Share your dilemmas and get honest opinions from other Mumsnetters.

to want to move 'home' / how important is family?

35 replies

Swan2019 · 11/02/2026 09:27

Husband and I live in a lovely place with our four kids. We both work. Life is chaotic and I carry the entire mental load. I am stressed and tired all the time. Husband commutes in and out of London or is away for work. Neither of us are tied to the place we live in for work. It is also an extremely expensive part of the London commuter belt.
We have no family here, but we do have nice friends. The kids have all grown up with our friends' children.

My whole family live together in another part of the country. I like them and it's a lovely place with good schools, good transport links to london and lots to do.
My parents are young enough to help and to want to be involved. They come to stay, but it's such a long way that this is quite infrequent. (Think Edinburgh to Birmingham) I have siblings, nieces, nephews, cousins, uncles, aunties, friends.. My kids have cousins and friends.

Husband is happy where we are. I'd like to move and feel the kids are young enough at primary age to manage it.

I suppose my question is - how important is having a supportive family around? How much will it benefit my children to have their grandparents nearby? It was SO important for me and I really miss my family. I'm aware that i don't have forever with my parents and I hate being so far away and watching time go by.

WWYD and AIBU to push for a move seeing as we are relatively happy where we are?
Please bare in mind that my husband is basically away / absent monday - friday but likes his weekends here. I have no weekends because I have young children and no help..!

OP posts:
Member984815 · 11/02/2026 14:50

Alliod40 · 11/02/2026 12:32

The husband that does nothing to help her or is not there mond-friday 😂😂 sod his feelings in this case

Ya maybe I let him off lol, he could stay in London for work 😅

helpagal · 11/02/2026 14:55

You can make nice friends again elsewhere. You only get one family. And it’s not just GP’s there or a sibling, your whole family live there so you’d have a whole network and life ready to fall into.

Swan2019 · 11/02/2026 14:59

Thanks for all the responses.

* _Required task A_
In the first post of the forum thread, how many kids does the couple have?
The forum thread and the records come from separate, unrelated sources.

* _Records shown_
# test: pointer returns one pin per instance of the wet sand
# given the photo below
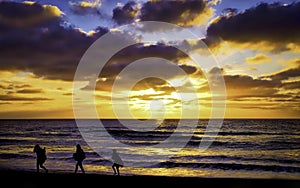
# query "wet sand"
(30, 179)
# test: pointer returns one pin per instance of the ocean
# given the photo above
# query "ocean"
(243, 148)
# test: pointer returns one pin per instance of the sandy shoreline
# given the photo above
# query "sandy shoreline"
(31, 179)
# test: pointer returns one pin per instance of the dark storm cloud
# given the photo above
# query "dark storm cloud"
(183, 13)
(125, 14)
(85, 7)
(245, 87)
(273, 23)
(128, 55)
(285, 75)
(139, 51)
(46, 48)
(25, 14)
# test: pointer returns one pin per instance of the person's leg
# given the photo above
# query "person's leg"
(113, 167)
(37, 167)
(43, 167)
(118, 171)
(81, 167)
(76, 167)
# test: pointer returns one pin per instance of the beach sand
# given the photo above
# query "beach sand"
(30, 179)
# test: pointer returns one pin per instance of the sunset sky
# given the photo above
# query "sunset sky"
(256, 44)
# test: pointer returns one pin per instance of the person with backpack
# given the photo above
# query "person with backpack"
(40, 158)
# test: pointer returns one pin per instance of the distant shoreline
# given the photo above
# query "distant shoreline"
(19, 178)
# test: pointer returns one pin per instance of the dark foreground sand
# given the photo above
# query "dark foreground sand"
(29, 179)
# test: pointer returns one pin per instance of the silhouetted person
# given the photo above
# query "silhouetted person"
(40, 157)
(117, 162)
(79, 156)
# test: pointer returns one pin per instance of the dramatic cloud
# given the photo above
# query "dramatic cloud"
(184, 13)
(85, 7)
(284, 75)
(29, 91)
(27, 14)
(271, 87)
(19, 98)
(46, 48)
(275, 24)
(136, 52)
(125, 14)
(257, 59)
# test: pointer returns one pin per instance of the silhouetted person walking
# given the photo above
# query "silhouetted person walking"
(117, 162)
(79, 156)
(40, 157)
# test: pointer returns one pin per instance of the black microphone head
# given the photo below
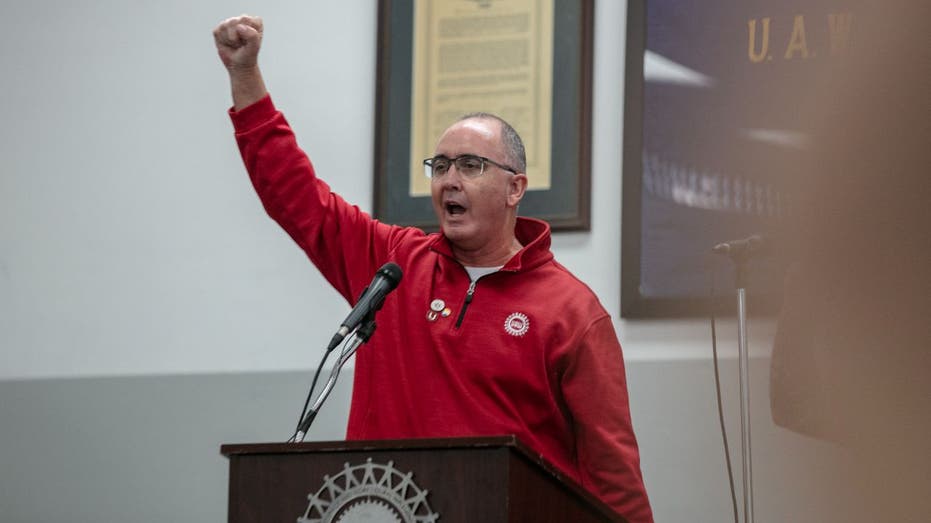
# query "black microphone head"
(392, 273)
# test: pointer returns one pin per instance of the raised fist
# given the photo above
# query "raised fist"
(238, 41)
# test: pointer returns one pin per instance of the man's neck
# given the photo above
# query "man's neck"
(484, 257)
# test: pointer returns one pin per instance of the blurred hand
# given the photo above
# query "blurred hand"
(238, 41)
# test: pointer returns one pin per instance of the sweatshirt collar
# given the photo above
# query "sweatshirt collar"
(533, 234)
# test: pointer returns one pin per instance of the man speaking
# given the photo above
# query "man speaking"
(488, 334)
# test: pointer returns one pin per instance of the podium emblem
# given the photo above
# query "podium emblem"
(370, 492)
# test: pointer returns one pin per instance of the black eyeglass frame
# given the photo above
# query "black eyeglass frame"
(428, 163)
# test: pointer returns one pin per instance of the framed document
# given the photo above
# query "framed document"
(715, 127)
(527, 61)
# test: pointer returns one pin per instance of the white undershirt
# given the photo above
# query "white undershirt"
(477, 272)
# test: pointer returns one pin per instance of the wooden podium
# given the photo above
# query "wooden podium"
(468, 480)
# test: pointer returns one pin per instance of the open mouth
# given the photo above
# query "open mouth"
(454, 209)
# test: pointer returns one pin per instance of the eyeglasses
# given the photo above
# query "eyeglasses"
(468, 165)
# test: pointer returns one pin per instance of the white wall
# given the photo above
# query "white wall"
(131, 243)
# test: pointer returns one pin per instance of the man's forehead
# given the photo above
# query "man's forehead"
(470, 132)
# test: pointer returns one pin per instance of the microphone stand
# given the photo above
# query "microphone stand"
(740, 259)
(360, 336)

* _Required task B_
Show every line of the records that contains the word "beach", matching case exactly.

* _Task response A_
Four.

* _Task response B_
# test: pointer returns one pin per instance of the beach sand
# query "beach sand"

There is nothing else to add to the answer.